#### Desafios
A - Indique se cada afirmação concorda com o trecho sobre a solidão em Os cus de Judas: (i) o autor viveu o processo das guerras coloniais de Angola; (ii) a literatura do autor é caracterizada como linear; (iii) o trabalho examina a obra sob a ótica da violência. Responda sim ou não a cada uma e cite as palavras decisivas do trecho.
B - Prolongue o trecho sobre a solidão em Os cus de Judas, começando logo após sua última frase.

#### Trecho
##############################
Lucidez e desencanto: perspectivas de solidão em Os cus de Judas, de Lobo Antunes

INTRODUÇÃO

Sob a ótica da solidão, o presente trabalho aponta considerações de lucidez e desencanto observados em Os cus de Judas de António Lobo Antunes. O autor apresenta-nos uma literatura não-linear, refletindo num limite entre ficção e vida. Viveu todo o processo das guerras coloniais de Angola. Em suas narrativas, torna-se visível a tendência para a negatividade e também para o ceticismo por fatores como solidão, violência, medo, intolerância, isolamento.
##############################
#### Registros de caixas rotuladas
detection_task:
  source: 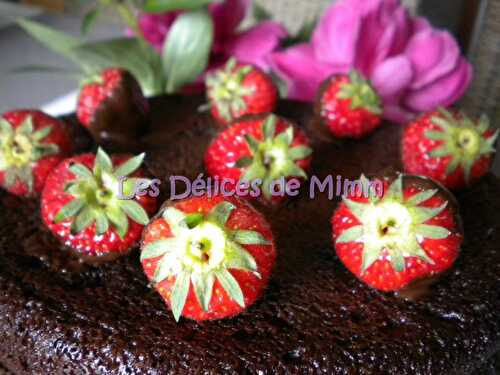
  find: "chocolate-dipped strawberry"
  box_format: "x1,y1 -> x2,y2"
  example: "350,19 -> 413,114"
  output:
0,110 -> 73,196
332,175 -> 463,291
205,114 -> 312,201
41,149 -> 157,257
402,108 -> 498,189
141,195 -> 276,321
77,68 -> 149,151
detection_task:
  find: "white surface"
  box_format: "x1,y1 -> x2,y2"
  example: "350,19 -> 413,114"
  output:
41,90 -> 78,116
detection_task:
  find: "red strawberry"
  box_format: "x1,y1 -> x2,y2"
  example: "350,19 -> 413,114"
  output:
41,149 -> 156,256
206,59 -> 278,125
76,68 -> 149,139
402,109 -> 498,189
141,196 -> 276,321
332,175 -> 463,291
316,71 -> 382,138
0,110 -> 73,196
205,114 -> 312,200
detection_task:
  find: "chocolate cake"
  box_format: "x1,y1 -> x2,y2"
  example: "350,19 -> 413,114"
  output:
0,96 -> 500,375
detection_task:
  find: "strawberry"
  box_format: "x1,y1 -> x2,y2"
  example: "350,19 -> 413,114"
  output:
141,195 -> 276,321
76,68 -> 149,139
332,175 -> 463,291
205,114 -> 312,200
315,71 -> 382,138
402,108 -> 498,189
41,149 -> 156,257
206,59 -> 278,125
0,110 -> 73,196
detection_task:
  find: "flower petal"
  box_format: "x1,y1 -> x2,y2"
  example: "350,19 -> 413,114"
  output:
371,55 -> 413,98
406,29 -> 460,89
312,3 -> 361,72
209,0 -> 252,40
405,59 -> 472,112
272,44 -> 336,101
226,21 -> 287,70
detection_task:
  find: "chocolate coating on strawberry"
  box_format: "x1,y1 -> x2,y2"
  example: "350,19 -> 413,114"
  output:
205,114 -> 312,201
41,149 -> 156,256
402,109 -> 498,189
332,175 -> 463,291
0,110 -> 73,196
141,196 -> 276,321
77,68 -> 149,151
206,59 -> 278,125
315,71 -> 382,138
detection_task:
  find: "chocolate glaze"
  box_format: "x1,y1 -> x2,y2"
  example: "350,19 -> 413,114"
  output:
90,72 -> 149,152
0,97 -> 500,375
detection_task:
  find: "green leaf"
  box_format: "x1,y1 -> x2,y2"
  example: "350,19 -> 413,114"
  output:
391,251 -> 406,272
274,126 -> 294,147
406,189 -> 438,206
244,134 -> 260,154
384,175 -> 403,202
163,207 -> 186,227
94,147 -> 113,174
95,211 -> 109,234
106,207 -> 128,238
171,272 -> 191,322
142,0 -> 220,13
184,213 -> 204,229
415,224 -> 451,240
208,201 -> 236,227
288,146 -> 312,160
54,199 -> 85,224
336,225 -> 364,243
424,130 -> 446,141
16,116 -> 33,134
114,153 -> 146,177
191,273 -> 215,311
71,207 -> 95,234
73,38 -> 165,96
232,229 -> 271,245
120,200 -> 149,225
69,163 -> 94,179
162,9 -> 214,93
262,115 -> 278,140
444,158 -> 460,176
17,19 -> 82,66
215,269 -> 245,307
141,238 -> 176,262
342,198 -> 366,221
80,8 -> 101,35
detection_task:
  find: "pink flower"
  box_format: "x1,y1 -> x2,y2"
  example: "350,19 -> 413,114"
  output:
139,0 -> 287,70
272,0 -> 472,123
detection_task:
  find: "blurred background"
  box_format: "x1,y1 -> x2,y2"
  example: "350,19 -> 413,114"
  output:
0,0 -> 500,178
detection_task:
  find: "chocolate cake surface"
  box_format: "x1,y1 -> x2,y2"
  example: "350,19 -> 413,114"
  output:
0,96 -> 500,375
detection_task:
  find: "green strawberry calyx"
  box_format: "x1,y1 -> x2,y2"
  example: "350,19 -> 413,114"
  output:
141,201 -> 272,321
337,70 -> 382,115
236,115 -> 312,200
336,175 -> 451,273
54,148 -> 149,239
0,116 -> 59,193
206,58 -> 255,121
425,108 -> 499,183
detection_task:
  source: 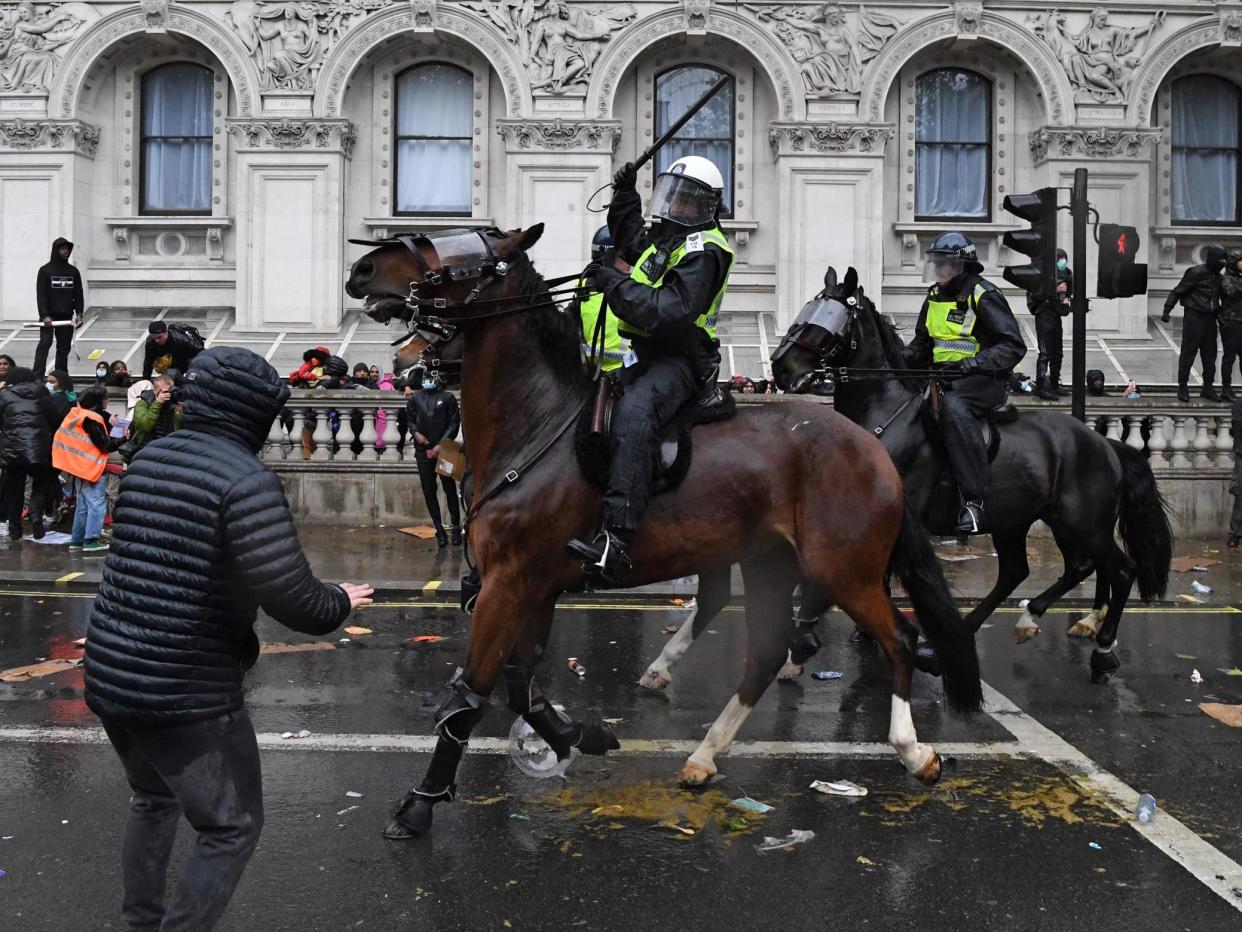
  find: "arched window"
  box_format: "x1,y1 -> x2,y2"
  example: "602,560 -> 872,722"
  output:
1171,75 -> 1240,224
139,62 -> 211,214
394,63 -> 474,215
655,65 -> 734,214
914,68 -> 991,220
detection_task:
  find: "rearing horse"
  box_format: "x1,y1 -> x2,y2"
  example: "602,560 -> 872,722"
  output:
347,224 -> 981,839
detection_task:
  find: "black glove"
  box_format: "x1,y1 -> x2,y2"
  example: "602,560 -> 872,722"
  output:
612,162 -> 638,191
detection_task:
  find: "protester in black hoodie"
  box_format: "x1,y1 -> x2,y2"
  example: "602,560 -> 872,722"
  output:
35,236 -> 84,375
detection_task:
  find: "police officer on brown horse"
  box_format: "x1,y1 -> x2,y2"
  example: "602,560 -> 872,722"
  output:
569,155 -> 733,584
905,231 -> 1026,533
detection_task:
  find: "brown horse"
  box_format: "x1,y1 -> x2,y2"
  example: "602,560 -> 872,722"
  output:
##############################
#### Respostas por tarefa
A -
(i) Sim: "Viveu todo o processo das guerras coloniais de Angola."
(ii) Não: "O autor apresenta-nos uma literatura não-linear"
(iii) Não: "Sob a ótica da solidão, o presente trabalho aponta considerações de lucidez e desencanto"

B -
Analisando os movimentos literários até o modernismo, observa-se que nas narrativas e nos romances havia um certo otimismo em relação ao mundo. No entanto, a pós-modernidade questiona se há realmente essa luz no fim do túnel. Lobo Antunes é um autor cético, atormentado e sem perspectivas. Seus romances são labirínticos, não há um narrador inteiro. Há vozes, fragmentações do sujeito às quais Maria Alzira Seixo (2002, p. 202) chamou de “escrita romanesca disposta em fatias alternadas e múltiplas”. Tal escrita remete o leitor a uma série de observações no que tange ao empobrecimento narrativo e a consequente dilaceração do eu na medida em que a guerra se despe e permite a sessão confessional do narrador.

Na obra Os cus de Judas o peso da angústia e da solidão permeiam toda a narrativa. O narrador se percebe cheio de vãos, de espaços vazios perdidos em função da guerra. Há um verdadeiro incômodo diante da situação experimentada no conflito.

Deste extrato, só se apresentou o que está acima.